### Task
Can you edit all of the records below so that every "Indicate the position of" becomes "Mark", leaving everything else unchanged and the pictures out?

* start Provided data *

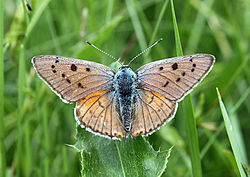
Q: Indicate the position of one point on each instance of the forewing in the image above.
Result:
(97, 112)
(72, 79)
(152, 111)
(175, 77)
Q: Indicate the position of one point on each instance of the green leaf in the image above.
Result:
(130, 157)
(187, 113)
(231, 135)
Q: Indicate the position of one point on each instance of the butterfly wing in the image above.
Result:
(175, 77)
(72, 79)
(152, 111)
(97, 111)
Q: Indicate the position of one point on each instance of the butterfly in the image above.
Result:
(116, 105)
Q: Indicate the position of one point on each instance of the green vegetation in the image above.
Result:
(209, 135)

* end Provided data *

### Written solution
Q: Mark one point on each instance of the forewing in the image above.
Result:
(97, 112)
(72, 79)
(152, 111)
(175, 77)
Q: Mark one point on each instance of the green leaf in the image above.
Result:
(130, 157)
(187, 113)
(231, 135)
Q: Mark one point on each instance of the butterfly wing in the image above.
Result:
(175, 77)
(72, 79)
(152, 111)
(97, 111)
Q: Mark one point on each instance of the butterfly in the image above.
Result:
(116, 105)
Q: Mark one point on each instance of the green vegetation in the image above.
Result:
(209, 135)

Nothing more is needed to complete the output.